[Point placement lines]

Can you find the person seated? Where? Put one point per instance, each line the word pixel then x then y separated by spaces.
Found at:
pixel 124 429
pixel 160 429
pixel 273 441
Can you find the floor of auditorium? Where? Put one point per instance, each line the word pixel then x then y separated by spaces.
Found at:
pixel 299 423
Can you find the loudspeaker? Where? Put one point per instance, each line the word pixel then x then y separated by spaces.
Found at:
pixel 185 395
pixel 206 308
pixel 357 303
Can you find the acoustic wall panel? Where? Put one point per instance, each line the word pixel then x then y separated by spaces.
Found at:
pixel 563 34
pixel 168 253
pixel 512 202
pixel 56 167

== Set task ==
Render everything from the line containing "Can you find the acoustic" down to the end of the lines as a two-column CSV with the headers request and answer. Give one row per request, and put its text and its answer each in a single quoted field with line breaks replaced by spaces.

== Right answer ==
request,answer
"Can you find the acoustic wall panel? Where? Put one point per instance, each line the word pixel then x then y separated by spaces. Found at:","pixel 563 34 pixel 168 253 pixel 512 202 pixel 56 167"